* HOW TO COMPLETE THIS TASK:
Swap "rough mask" for "coarse mask" in the stretch from the line containing "Segmentation: for every" through the line containing "box: [146, 14, 454, 406]", and return only those lines with everything else left as it is.

* TASK INPUT:
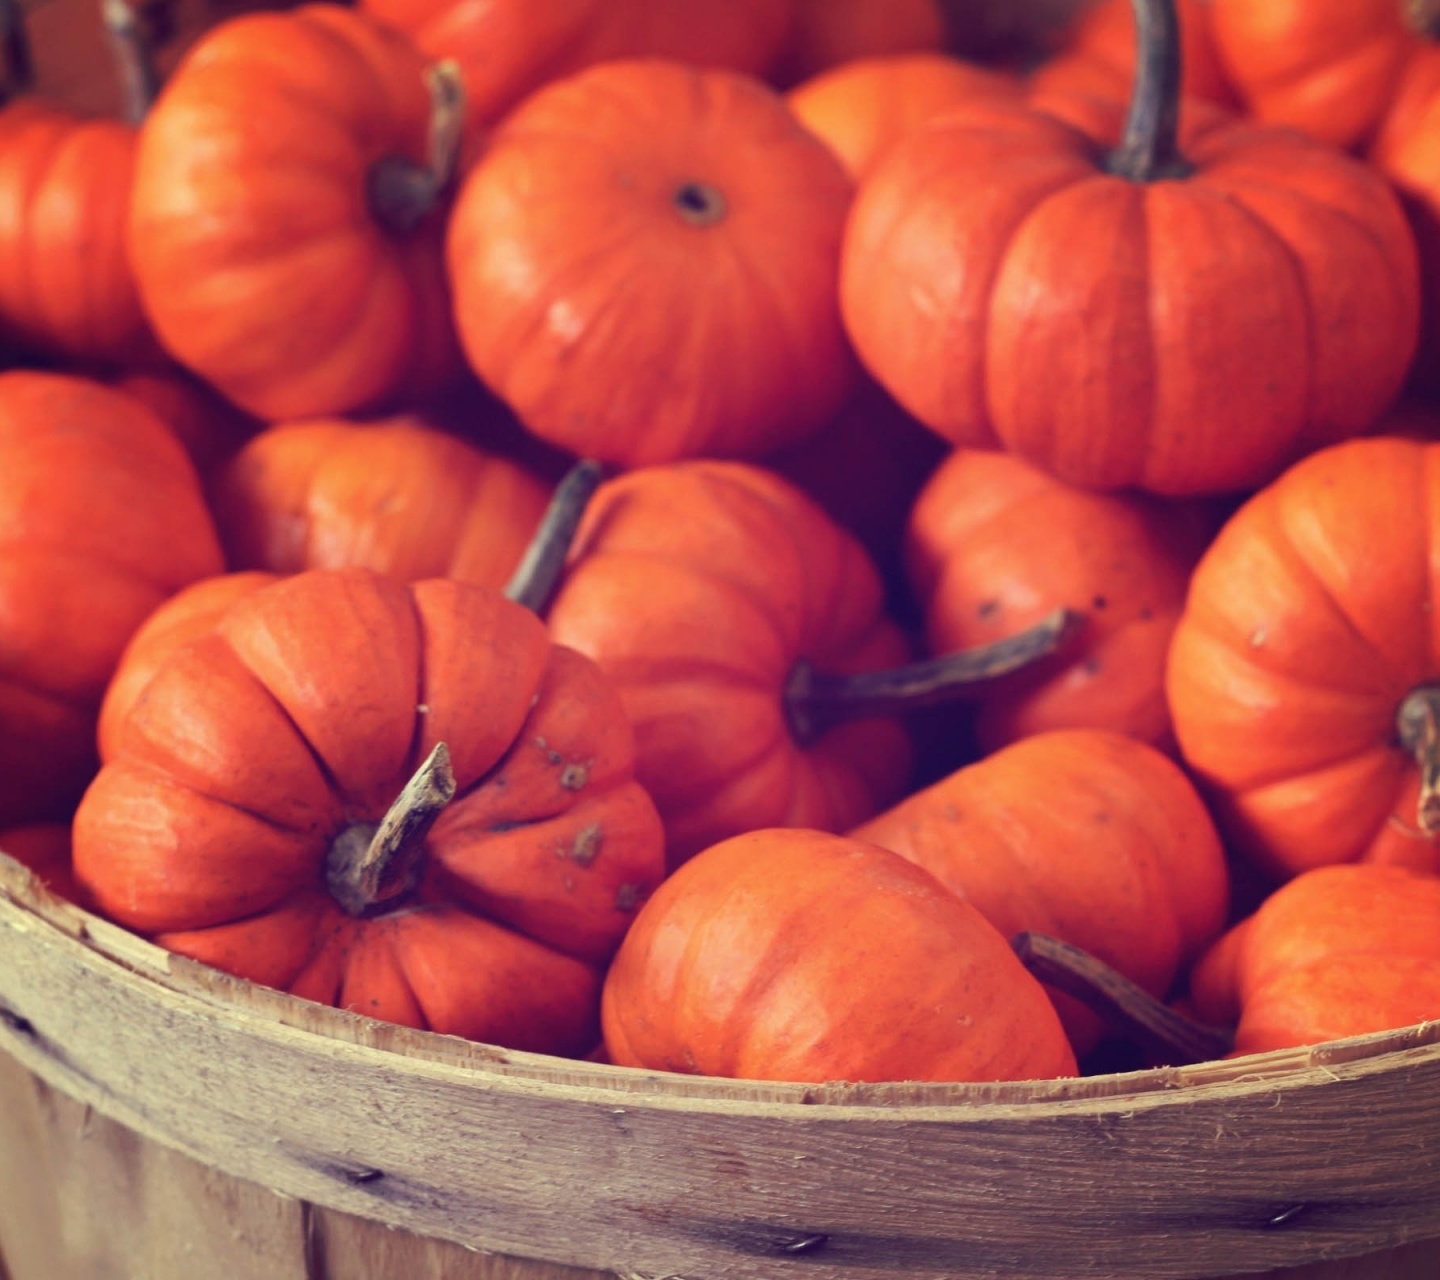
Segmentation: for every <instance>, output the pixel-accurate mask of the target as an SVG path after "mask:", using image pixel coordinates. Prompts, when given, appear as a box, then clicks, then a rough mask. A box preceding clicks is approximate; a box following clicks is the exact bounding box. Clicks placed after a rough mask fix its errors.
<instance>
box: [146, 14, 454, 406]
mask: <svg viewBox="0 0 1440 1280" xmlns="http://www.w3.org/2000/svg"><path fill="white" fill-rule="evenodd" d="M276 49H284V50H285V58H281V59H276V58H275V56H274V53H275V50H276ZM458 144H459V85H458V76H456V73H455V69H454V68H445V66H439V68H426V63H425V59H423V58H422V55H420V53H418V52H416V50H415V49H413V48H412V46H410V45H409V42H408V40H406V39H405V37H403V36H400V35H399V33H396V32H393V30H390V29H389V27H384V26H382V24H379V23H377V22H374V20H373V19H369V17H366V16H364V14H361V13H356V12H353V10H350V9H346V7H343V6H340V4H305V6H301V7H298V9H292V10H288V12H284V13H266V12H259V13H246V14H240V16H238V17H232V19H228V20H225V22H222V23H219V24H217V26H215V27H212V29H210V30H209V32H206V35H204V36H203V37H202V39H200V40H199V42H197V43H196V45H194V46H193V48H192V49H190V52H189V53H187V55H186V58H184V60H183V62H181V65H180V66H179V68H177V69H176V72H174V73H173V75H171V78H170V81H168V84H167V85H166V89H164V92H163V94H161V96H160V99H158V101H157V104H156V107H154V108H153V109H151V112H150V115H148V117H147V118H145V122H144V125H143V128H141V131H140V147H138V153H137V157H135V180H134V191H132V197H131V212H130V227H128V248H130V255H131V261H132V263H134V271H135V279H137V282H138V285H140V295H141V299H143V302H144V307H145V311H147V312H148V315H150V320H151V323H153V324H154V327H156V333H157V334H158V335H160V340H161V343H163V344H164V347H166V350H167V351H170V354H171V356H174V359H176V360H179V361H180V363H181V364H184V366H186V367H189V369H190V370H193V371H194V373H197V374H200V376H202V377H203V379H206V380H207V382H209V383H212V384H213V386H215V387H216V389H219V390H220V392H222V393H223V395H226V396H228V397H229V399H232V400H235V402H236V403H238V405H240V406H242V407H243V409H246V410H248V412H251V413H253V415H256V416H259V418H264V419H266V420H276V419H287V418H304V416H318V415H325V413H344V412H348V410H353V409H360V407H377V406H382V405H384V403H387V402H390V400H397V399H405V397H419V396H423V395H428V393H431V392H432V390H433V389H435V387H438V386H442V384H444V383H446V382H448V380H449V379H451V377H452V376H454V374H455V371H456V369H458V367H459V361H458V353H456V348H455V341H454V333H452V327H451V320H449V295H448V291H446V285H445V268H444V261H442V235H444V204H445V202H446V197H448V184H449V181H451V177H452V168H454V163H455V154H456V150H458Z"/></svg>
...
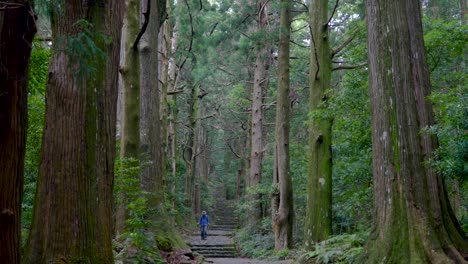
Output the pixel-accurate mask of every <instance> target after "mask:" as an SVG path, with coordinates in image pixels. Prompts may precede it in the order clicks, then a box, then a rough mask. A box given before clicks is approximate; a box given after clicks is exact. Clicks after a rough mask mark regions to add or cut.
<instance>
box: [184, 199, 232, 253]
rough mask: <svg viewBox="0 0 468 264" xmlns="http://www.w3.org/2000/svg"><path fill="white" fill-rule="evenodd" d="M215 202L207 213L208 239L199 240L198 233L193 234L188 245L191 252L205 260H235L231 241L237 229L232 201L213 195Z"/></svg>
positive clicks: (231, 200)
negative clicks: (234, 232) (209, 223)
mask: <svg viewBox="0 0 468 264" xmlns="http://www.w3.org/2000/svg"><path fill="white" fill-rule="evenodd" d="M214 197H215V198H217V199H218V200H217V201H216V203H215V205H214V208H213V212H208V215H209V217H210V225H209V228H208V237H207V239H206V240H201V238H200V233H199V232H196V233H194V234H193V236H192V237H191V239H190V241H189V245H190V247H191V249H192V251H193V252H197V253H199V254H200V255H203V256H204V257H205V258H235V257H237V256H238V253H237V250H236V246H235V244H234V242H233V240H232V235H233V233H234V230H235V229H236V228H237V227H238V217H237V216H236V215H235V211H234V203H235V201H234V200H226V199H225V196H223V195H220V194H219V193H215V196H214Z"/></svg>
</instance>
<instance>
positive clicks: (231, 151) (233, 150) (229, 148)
* * *
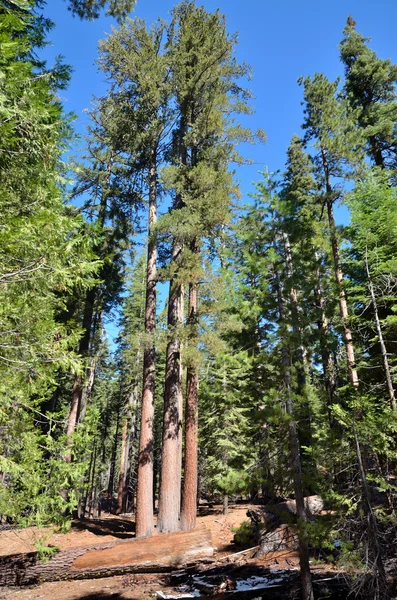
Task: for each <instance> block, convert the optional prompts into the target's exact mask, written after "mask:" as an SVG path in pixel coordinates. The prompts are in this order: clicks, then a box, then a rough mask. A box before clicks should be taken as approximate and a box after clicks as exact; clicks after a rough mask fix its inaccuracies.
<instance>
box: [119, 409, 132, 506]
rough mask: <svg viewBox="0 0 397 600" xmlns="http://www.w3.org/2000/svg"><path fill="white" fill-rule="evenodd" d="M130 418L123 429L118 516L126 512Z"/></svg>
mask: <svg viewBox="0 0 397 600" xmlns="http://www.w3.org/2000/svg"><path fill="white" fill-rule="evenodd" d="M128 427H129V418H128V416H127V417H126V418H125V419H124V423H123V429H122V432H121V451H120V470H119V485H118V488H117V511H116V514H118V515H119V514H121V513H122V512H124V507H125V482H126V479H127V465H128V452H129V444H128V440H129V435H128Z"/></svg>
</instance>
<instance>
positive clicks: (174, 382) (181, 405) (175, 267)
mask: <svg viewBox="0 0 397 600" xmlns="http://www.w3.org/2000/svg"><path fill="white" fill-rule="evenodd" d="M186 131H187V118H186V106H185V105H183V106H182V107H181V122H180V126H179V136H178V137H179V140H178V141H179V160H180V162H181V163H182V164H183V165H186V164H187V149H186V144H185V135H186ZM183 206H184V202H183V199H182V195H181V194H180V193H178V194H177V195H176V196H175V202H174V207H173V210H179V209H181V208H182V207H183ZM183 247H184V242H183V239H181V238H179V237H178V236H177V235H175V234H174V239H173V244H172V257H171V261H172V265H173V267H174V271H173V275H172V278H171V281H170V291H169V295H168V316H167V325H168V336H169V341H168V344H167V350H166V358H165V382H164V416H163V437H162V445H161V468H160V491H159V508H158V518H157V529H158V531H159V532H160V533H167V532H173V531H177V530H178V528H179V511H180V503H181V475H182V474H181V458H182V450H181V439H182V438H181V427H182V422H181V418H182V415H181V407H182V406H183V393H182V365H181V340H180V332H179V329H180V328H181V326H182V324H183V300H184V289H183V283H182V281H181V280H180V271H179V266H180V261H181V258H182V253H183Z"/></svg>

* TASK ANSWER:
Segmentation: for every <instance>, output the pixel-accurate mask of the target as an SVG path after "mask:", using image pixel coordinates. Prompts, when given, appear as a box, then clicks, then a coarse mask. A box preceding clicks is approximate; a box following clicks is the exact bounding box. Clicks placed after a coarse mask fix its errors.
<instance>
box: [146, 14, 454, 406]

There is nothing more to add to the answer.